**BRIEF:** Of all the lines below, return only those starting with the line holding "Target: white road marking" and going on through the line holding "Q: For each instance of the yellow", exactly as written.

*** Opening DATA FOR ANALYSIS ***

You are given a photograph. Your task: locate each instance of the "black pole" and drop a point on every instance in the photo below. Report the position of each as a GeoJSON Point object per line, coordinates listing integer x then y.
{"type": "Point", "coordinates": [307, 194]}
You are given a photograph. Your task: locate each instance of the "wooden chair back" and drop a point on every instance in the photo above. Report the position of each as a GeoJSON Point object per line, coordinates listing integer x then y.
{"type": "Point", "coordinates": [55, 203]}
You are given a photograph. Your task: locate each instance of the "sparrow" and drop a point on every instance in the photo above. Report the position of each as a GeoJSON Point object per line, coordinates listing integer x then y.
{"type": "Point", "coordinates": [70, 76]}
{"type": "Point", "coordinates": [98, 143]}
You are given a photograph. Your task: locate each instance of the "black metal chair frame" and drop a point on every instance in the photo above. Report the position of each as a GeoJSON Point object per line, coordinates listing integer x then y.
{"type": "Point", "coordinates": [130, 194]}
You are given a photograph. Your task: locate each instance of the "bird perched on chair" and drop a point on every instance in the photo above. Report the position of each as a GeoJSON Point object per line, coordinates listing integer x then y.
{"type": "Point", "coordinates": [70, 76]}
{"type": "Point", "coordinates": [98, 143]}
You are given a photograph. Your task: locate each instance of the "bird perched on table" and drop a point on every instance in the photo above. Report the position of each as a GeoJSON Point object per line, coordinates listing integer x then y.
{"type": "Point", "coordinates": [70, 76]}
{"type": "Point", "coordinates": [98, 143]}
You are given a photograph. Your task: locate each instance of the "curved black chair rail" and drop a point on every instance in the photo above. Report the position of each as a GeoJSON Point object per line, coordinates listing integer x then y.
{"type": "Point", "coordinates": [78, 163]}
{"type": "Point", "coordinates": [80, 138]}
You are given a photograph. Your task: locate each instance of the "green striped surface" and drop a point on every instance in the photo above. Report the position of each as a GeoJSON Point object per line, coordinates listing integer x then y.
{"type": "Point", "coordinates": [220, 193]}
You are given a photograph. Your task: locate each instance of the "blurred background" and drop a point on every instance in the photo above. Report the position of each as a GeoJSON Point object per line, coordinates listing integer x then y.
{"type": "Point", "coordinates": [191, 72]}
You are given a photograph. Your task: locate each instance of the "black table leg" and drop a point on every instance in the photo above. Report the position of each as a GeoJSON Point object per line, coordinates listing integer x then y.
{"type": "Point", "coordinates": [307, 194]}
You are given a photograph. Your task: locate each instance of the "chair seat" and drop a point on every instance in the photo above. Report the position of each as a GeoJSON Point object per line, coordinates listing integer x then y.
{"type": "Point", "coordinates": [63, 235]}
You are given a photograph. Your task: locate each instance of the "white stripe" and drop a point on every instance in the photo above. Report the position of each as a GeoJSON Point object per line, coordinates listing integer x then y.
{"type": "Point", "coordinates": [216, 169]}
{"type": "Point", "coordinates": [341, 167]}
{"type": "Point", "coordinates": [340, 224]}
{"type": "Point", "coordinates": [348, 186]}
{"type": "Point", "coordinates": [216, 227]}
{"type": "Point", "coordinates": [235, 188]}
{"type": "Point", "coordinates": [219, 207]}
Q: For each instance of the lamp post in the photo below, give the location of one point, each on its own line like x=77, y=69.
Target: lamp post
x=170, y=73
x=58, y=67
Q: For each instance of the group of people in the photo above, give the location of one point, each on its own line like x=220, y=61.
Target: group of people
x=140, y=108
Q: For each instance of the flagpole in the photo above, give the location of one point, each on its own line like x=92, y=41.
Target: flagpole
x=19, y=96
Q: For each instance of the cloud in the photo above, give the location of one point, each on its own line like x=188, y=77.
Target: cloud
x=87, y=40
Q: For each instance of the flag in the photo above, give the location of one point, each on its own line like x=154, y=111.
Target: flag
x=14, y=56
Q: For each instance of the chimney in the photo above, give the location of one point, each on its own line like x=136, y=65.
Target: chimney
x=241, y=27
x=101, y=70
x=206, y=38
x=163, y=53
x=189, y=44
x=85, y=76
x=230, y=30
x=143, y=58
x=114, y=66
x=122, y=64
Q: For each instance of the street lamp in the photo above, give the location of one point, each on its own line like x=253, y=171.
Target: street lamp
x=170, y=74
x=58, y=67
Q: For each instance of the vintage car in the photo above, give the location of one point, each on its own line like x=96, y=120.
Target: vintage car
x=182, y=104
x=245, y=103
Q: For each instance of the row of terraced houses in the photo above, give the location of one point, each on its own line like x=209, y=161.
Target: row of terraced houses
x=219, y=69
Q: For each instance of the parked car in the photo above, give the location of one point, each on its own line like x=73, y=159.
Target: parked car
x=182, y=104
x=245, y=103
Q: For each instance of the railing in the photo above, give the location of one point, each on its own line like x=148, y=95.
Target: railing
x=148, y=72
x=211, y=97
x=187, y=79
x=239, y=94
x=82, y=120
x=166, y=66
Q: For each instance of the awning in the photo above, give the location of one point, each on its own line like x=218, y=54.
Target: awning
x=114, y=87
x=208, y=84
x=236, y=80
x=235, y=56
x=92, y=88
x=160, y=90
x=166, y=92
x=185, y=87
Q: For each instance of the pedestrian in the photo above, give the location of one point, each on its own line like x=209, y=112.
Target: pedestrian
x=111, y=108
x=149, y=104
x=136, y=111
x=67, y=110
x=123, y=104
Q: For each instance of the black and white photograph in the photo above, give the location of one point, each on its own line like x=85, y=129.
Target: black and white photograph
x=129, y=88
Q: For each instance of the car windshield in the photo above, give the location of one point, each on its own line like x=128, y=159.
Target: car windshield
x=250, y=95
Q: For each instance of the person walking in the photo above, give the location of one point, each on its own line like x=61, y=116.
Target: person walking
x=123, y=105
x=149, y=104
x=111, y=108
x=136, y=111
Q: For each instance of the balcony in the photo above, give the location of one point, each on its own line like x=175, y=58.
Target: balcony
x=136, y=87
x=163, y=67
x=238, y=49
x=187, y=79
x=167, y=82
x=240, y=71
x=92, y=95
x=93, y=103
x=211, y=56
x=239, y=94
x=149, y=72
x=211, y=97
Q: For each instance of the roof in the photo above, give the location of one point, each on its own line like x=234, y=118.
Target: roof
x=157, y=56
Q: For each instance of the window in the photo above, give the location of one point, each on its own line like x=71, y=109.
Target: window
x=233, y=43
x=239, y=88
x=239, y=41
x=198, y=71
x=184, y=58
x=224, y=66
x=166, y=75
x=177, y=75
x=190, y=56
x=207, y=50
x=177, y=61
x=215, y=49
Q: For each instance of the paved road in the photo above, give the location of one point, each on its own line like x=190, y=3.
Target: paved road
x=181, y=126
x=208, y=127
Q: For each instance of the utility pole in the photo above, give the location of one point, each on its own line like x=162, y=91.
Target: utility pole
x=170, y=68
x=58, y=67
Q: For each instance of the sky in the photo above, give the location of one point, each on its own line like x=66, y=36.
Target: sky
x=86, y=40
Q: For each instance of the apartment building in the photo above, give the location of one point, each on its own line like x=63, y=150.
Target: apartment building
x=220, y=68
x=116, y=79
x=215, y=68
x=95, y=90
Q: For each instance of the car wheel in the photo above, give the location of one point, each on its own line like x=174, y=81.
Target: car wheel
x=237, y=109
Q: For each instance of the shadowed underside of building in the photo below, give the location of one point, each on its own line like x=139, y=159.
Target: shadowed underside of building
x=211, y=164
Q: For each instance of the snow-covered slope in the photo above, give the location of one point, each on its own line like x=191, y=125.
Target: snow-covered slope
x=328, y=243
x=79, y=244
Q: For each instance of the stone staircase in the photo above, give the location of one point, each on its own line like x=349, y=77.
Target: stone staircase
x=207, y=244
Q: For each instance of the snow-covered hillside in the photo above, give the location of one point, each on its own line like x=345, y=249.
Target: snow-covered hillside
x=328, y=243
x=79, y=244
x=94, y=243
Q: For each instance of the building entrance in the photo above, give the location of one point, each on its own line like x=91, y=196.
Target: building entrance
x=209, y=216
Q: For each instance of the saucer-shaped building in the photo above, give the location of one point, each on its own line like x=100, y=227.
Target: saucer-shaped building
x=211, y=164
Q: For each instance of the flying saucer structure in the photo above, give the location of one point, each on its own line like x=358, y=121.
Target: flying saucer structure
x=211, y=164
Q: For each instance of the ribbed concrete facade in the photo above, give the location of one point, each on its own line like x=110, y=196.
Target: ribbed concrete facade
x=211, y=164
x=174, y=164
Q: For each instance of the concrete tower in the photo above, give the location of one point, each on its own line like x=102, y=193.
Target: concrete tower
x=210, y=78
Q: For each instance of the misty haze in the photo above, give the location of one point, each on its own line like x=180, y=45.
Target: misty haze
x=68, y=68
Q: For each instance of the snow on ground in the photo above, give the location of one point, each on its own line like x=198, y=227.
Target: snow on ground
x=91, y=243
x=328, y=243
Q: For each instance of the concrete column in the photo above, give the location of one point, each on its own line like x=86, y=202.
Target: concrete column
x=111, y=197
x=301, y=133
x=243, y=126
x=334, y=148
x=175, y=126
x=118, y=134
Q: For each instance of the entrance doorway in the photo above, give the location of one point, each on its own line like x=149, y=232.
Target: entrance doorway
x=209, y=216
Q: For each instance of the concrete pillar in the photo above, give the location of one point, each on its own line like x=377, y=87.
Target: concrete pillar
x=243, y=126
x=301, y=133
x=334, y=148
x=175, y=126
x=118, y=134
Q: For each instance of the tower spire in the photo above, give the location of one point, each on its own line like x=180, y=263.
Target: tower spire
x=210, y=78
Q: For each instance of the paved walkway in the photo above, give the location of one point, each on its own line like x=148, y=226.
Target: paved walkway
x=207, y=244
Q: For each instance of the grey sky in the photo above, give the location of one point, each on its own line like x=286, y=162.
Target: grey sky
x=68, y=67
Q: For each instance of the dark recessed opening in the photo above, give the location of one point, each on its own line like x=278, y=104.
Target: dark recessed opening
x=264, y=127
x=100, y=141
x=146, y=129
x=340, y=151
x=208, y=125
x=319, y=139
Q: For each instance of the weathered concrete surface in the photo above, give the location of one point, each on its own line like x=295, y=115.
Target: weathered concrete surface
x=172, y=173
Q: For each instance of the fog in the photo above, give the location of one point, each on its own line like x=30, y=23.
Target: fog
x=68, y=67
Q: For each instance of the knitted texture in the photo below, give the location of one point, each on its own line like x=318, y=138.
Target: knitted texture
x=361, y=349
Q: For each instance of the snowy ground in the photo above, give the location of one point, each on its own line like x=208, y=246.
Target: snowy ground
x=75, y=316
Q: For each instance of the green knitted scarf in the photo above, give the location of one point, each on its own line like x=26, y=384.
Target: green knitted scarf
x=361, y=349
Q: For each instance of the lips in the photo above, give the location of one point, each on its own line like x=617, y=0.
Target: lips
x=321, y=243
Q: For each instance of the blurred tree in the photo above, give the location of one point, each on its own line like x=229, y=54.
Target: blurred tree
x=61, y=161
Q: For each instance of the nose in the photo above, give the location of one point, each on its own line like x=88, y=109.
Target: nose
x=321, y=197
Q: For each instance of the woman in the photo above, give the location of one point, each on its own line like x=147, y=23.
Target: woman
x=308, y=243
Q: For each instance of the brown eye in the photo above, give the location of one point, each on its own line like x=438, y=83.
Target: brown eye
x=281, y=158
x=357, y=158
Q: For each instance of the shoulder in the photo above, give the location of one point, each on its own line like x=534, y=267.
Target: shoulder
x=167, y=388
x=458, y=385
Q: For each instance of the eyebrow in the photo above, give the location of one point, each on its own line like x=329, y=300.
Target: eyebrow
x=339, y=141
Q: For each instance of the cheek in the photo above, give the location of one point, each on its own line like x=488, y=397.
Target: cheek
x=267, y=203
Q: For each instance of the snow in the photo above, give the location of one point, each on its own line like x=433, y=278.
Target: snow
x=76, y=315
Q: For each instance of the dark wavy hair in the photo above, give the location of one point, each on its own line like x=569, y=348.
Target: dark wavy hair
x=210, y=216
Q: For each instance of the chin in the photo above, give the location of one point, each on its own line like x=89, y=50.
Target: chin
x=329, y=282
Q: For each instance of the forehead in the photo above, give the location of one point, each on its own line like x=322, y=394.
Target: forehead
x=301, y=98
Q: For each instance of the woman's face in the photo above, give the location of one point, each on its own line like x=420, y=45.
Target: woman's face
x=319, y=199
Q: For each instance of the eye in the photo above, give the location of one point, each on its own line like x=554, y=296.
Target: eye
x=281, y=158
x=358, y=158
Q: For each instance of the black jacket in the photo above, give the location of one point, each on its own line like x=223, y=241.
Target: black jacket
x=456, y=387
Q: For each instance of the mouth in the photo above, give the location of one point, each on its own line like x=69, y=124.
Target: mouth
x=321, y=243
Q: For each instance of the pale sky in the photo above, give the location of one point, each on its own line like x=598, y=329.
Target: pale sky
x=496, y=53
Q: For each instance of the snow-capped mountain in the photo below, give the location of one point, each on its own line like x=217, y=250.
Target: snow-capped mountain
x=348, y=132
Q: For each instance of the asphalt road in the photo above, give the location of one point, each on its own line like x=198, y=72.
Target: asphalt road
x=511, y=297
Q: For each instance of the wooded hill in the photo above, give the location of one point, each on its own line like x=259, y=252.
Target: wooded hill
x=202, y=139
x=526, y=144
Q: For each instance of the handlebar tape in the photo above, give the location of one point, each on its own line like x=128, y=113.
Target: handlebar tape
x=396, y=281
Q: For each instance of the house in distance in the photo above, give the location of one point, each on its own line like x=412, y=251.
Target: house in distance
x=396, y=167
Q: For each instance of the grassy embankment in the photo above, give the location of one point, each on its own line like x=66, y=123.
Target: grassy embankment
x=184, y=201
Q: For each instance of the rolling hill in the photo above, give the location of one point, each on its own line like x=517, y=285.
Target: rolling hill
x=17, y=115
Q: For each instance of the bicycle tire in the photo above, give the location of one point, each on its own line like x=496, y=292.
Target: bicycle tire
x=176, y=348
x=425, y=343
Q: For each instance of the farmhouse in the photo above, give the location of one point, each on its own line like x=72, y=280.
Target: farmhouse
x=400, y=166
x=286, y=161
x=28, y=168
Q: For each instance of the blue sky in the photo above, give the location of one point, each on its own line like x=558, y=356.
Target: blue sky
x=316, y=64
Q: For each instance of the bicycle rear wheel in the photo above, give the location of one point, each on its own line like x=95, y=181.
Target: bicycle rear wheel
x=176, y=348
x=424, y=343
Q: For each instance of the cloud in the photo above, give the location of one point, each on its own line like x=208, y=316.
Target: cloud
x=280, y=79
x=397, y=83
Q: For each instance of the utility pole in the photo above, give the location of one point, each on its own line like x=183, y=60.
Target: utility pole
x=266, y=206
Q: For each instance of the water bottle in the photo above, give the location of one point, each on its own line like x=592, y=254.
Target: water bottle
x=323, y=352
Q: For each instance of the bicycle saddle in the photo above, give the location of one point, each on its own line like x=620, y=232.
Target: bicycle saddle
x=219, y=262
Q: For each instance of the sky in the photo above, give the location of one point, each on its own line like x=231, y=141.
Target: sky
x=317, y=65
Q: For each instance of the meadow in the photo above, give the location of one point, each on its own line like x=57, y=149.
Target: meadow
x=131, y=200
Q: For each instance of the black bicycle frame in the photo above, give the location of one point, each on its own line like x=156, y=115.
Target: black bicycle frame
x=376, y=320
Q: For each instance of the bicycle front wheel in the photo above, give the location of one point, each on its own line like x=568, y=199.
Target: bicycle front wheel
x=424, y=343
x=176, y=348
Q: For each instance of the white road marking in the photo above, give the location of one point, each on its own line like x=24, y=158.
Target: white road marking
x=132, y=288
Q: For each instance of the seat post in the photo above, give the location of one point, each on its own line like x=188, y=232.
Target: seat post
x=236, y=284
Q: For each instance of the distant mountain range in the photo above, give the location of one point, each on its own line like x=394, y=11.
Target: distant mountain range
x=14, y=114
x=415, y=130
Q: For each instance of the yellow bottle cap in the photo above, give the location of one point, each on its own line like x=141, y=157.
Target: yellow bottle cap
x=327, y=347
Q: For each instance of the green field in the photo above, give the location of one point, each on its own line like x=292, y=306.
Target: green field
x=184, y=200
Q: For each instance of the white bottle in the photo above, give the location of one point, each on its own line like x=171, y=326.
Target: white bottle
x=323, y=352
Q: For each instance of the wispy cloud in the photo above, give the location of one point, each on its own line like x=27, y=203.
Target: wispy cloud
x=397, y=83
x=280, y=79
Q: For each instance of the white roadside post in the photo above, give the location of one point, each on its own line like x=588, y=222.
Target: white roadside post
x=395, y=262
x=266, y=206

*** Closing DATA FOR ANALYSIS ***

**COMPLETED TASK:**
Target: white road marking
x=132, y=288
Q: For each instance of the seat post in the photo above, give the location of one point, each on its own line like x=188, y=232.
Target: seat post
x=236, y=284
Q: For each instance of the distant mountain range in the photo above, give the location of one point, each on its own line like x=394, y=11.
Target: distant mountain range
x=14, y=114
x=415, y=130
Q: For each instance of the yellow bottle cap in the photo above, give the location of one point, each on its own line like x=141, y=157.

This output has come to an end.